**PAGE TEXT**:
## start

The space is superbly theatrical. A large rectangular room with picture windows at both ends, restaurant booth seating on three sides & a bar on the fourth and a long elevated corridor on one side overlooking the main space, which contains an oval platform surrounded by tables and chairs. We’re in Windows on the World, a restaurant at the top the World Trade Centre, another one of Miriam Buether’s extraordinary designs and the most comfortable place I’ve ever seen ‘site-specific’ theatre!

A large number of ‘playlets’ take place (sequentially not concurrently!) on the platform, on tables, in booths, in the elevated corridor and on the floor. There’s a fair bit of ‘dance / movement’ between scenes (and sometimes part of them) with fine choreography from Scott Ambler.  There’s a superb cast of 13 who play many more roles than that. In conception and execution, it’s all wonderfully theatrical. The trouble is the material…..

## end

**DATA SUPPLIED**:

## start

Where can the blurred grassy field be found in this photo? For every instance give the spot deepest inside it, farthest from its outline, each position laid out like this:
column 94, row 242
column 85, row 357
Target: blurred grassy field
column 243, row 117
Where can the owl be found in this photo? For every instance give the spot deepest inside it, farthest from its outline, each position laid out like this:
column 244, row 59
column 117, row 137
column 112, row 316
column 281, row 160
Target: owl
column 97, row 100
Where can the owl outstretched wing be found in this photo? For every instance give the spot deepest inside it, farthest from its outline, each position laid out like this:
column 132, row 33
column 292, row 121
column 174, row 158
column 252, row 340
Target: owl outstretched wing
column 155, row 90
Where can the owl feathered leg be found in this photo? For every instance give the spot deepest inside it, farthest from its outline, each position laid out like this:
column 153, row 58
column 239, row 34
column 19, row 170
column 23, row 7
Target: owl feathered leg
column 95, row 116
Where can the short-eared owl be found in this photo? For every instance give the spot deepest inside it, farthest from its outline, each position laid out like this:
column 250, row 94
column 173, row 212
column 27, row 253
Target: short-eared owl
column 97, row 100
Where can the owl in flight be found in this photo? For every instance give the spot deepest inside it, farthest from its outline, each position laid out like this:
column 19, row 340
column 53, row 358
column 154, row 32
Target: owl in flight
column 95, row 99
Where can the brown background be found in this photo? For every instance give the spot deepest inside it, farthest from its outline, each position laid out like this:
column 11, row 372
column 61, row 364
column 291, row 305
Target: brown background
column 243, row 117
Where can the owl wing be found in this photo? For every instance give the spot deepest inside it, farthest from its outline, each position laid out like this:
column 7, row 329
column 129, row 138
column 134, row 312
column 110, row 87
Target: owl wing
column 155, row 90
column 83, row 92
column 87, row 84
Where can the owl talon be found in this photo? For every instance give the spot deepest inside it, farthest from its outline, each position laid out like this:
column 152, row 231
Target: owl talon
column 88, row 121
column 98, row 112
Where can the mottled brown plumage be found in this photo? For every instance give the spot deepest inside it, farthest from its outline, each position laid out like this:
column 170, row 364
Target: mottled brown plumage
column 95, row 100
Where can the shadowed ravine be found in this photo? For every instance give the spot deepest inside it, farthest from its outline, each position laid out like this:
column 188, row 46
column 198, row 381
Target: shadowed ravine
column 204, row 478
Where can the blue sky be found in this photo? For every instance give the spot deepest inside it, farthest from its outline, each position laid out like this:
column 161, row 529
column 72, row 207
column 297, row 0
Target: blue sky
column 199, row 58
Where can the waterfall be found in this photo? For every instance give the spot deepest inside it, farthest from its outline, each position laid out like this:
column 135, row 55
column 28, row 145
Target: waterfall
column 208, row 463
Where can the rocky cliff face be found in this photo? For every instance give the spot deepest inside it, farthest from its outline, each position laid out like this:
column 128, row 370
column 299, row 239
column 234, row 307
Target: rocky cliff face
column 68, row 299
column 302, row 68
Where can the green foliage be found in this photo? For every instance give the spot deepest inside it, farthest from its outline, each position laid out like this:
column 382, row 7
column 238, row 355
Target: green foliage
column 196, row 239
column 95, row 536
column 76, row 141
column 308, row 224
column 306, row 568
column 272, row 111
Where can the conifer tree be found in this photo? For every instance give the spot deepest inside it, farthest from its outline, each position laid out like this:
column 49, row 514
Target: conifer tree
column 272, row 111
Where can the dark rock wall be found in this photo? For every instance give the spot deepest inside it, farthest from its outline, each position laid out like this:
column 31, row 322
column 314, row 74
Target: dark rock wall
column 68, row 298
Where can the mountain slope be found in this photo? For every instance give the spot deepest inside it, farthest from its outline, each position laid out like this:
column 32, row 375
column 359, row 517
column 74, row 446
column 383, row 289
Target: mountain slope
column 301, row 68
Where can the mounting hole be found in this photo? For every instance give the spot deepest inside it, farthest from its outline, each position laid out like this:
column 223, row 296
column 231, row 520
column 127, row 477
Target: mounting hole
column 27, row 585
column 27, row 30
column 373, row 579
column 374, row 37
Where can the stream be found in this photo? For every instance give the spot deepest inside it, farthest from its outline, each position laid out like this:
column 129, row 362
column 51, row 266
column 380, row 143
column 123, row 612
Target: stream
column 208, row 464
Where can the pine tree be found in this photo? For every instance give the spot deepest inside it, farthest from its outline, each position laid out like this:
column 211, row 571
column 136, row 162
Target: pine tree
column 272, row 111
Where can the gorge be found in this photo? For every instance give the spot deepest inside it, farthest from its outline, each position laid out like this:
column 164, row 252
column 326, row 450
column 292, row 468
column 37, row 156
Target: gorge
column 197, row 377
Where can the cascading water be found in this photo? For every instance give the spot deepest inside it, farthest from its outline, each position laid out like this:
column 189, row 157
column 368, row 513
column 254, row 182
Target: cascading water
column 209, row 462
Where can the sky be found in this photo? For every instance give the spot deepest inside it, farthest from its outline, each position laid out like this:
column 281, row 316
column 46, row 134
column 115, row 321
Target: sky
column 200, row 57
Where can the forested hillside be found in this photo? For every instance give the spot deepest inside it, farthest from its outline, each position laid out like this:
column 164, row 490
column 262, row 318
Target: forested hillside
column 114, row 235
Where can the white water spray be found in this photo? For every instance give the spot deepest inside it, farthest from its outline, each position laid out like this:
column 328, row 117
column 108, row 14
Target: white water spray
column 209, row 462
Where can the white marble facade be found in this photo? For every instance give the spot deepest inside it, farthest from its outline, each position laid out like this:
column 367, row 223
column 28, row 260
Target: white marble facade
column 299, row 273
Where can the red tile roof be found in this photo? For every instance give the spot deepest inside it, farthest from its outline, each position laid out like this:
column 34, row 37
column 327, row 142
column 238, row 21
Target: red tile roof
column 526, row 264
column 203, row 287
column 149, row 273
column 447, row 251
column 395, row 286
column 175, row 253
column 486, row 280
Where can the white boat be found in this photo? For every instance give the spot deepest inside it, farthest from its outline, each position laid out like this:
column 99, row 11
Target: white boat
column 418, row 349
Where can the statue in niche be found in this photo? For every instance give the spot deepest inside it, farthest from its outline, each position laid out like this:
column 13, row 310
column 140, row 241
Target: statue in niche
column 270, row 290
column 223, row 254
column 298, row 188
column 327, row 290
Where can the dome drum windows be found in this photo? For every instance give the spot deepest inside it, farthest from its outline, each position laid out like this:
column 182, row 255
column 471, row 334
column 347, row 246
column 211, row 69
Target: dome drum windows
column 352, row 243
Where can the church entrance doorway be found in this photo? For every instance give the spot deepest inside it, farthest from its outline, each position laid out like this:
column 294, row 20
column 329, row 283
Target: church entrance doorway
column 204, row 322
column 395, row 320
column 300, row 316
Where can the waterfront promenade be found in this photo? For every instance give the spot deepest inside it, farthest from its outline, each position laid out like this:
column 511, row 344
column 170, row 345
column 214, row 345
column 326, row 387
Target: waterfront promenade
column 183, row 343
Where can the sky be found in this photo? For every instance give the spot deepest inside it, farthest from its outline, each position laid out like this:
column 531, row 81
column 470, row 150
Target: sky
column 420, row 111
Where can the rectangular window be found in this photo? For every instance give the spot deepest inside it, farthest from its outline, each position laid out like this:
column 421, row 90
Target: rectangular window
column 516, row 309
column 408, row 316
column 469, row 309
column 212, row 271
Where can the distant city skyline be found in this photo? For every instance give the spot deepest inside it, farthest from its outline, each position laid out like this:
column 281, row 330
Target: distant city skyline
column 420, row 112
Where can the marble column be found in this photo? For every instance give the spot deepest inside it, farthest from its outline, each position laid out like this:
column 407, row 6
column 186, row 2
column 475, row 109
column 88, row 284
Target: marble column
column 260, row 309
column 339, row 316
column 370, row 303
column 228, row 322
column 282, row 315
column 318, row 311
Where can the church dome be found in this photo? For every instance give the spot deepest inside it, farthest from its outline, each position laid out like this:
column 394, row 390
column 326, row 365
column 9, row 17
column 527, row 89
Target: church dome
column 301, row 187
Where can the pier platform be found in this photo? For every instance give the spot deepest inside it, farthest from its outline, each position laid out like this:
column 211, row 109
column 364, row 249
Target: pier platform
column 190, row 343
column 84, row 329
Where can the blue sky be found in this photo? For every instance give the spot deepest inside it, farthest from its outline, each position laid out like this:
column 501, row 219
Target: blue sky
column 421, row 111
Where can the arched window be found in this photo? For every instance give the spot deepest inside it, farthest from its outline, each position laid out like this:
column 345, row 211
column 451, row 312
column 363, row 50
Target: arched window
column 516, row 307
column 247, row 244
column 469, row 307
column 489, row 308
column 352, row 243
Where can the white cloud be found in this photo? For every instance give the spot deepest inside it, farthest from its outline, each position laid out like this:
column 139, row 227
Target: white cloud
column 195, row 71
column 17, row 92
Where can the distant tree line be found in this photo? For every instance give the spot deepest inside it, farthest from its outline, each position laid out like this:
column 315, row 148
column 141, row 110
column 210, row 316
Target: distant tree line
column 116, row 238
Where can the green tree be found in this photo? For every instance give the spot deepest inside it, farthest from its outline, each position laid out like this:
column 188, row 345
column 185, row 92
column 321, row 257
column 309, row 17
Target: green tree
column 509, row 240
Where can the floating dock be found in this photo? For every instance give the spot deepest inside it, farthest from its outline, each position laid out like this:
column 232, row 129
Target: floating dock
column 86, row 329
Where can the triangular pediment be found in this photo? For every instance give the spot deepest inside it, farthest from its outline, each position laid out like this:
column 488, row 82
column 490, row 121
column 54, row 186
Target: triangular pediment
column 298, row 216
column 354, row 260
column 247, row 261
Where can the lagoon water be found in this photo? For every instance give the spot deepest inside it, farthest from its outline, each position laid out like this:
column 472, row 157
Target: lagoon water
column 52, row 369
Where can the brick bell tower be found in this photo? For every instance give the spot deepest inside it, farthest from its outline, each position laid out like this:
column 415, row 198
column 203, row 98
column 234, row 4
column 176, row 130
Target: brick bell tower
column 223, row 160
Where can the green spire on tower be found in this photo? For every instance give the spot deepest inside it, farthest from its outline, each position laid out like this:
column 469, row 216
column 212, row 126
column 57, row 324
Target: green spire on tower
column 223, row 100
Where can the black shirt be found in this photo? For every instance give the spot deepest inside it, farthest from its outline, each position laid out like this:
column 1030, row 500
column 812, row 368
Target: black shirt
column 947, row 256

## end

**TASK REQUIREMENTS**:
[a] Sum up the theatre review in two sentences.
[b] Answer these from the theatre review:
(i) Whose design is the space?
(ii) Who supplied the choreography?
(iii) How many performers make up the cast?
[c] Write what comes next in the theatre review, following on from its final sentence.

**RESULTS OF THE EXERCISE**:
[a] The review describes a strikingly theatrical space designed by Miriam Buether as Windows on the World, a restaurant with booth seating, a bar, an elevated corridor and a central oval platform surrounded by tables and chairs. Many short playlets are staged one after another throughout the room, linked by movement choreographed by Scott Ambler and performed by a cast of 13, and though the whole is wonderfully theatrical in conception and execution, the reviewer sees the material as the trouble.

[b]
(i) Miriam Buether
(ii) Scott Ambler
(iii) 13

[c]
……..I was expecting interesting and objective responses to 9/11 from many perspectives, but what I got were some rather slight sketches, few of which said much on their own, let alone together. Regular visits to the annual meetings of 9/11 widows (backwards in time) provides the only link, but not enough was made of this clever device. Many were monologues whose dramatic inertness was amplified by the theatricality of the space and staging. It didn’t educate or enlighten me, it didn’t illuminate anything and it didn’t really entertain me.

I suspect the multiplicity of writers doesn’t help; six more than there are actors (look what three did for Greenland!), but the key issue for me is that it just isn’t bold enough. It seems to be hinting at and skirting over issues rather than tackling them head on. I admire the ambition, but the rewards are limited.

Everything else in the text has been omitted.